WORK INSTRUCTIONS: Turn each line of the records below into a string and put them all in one JSON list, skipping any blank lines.

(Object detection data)
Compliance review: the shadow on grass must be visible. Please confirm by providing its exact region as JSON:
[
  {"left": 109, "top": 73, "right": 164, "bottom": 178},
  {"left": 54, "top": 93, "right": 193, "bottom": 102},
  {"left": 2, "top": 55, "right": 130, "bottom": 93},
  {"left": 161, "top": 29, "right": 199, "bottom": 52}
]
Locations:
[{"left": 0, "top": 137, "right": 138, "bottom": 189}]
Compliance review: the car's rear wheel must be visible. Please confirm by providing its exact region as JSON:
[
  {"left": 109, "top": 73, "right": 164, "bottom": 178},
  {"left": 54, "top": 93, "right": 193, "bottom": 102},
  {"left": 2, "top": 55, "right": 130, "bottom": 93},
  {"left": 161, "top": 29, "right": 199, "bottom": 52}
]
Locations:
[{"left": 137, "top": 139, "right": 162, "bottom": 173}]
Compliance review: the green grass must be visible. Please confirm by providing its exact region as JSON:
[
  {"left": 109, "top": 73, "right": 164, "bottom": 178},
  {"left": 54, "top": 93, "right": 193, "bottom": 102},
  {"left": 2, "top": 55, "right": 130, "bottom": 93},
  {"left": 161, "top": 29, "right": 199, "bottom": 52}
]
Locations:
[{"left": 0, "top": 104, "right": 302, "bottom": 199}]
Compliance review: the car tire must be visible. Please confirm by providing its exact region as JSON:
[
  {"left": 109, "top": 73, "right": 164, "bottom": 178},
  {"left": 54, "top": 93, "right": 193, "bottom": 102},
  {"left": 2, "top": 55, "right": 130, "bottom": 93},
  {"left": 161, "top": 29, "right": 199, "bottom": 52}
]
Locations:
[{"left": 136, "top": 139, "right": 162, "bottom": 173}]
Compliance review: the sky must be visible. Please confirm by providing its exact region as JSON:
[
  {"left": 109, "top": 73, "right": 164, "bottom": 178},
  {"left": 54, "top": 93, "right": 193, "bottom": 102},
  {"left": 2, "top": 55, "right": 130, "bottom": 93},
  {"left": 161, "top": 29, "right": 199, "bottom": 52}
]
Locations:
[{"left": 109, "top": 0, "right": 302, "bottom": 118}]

EXPECTED OUTPUT:
[
  "Compliance review: the shadow on grass must be visible. Please confirm by providing its exact region as JSON:",
  "[",
  "  {\"left\": 109, \"top\": 73, \"right\": 164, \"bottom\": 178},",
  "  {\"left\": 54, \"top\": 93, \"right\": 193, \"bottom\": 102},",
  "  {\"left\": 2, \"top\": 55, \"right\": 130, \"bottom\": 93},",
  "  {\"left\": 161, \"top\": 29, \"right\": 199, \"bottom\": 52}",
  "]",
  "Locations:",
  "[{\"left\": 0, \"top\": 137, \"right\": 138, \"bottom\": 189}]",
  "Compliance review: the car's rear wheel must be visible. Please confirm by providing its exact region as JSON:",
  "[",
  "  {\"left\": 109, \"top\": 73, \"right\": 164, \"bottom\": 178},",
  "  {\"left\": 54, \"top\": 93, \"right\": 193, \"bottom\": 102},",
  "  {\"left\": 2, \"top\": 55, \"right\": 130, \"bottom\": 93},",
  "  {\"left\": 161, \"top\": 29, \"right\": 199, \"bottom\": 52}",
  "]",
  "Locations:",
  "[{\"left\": 137, \"top\": 139, \"right\": 162, \"bottom\": 173}]",
  "Compliance review: the green grass must be visible. Please confirm by providing its exact region as JSON:",
  "[",
  "  {\"left\": 109, \"top\": 73, \"right\": 164, \"bottom\": 178},",
  "  {\"left\": 54, \"top\": 93, \"right\": 193, \"bottom\": 102},",
  "  {\"left\": 2, \"top\": 55, \"right\": 130, \"bottom\": 93},",
  "  {\"left\": 161, \"top\": 29, \"right\": 199, \"bottom\": 52}",
  "]",
  "Locations:",
  "[{\"left\": 0, \"top\": 104, \"right\": 302, \"bottom\": 199}]",
  "Compliance review: the car tire must be visible. Please confirm by providing its exact region as JSON:",
  "[",
  "  {\"left\": 109, \"top\": 73, \"right\": 164, \"bottom\": 178},",
  "  {\"left\": 54, \"top\": 93, \"right\": 193, \"bottom\": 102},",
  "  {\"left\": 2, \"top\": 55, \"right\": 130, \"bottom\": 93},",
  "  {\"left\": 161, \"top\": 29, \"right\": 199, \"bottom\": 52}",
  "]",
  "Locations:",
  "[{\"left\": 136, \"top\": 139, \"right\": 162, \"bottom\": 173}]",
  "Compliance review: the sky must be visible. Please confirm by providing its exact region as JSON:",
  "[",
  "  {\"left\": 109, \"top\": 73, \"right\": 164, \"bottom\": 178},",
  "  {\"left\": 54, \"top\": 93, \"right\": 193, \"bottom\": 102},",
  "  {\"left\": 2, \"top\": 55, \"right\": 130, \"bottom\": 93},",
  "  {\"left\": 161, \"top\": 29, \"right\": 199, \"bottom\": 52}",
  "]",
  "Locations:",
  "[{\"left\": 109, \"top\": 0, \"right\": 302, \"bottom\": 118}]"
]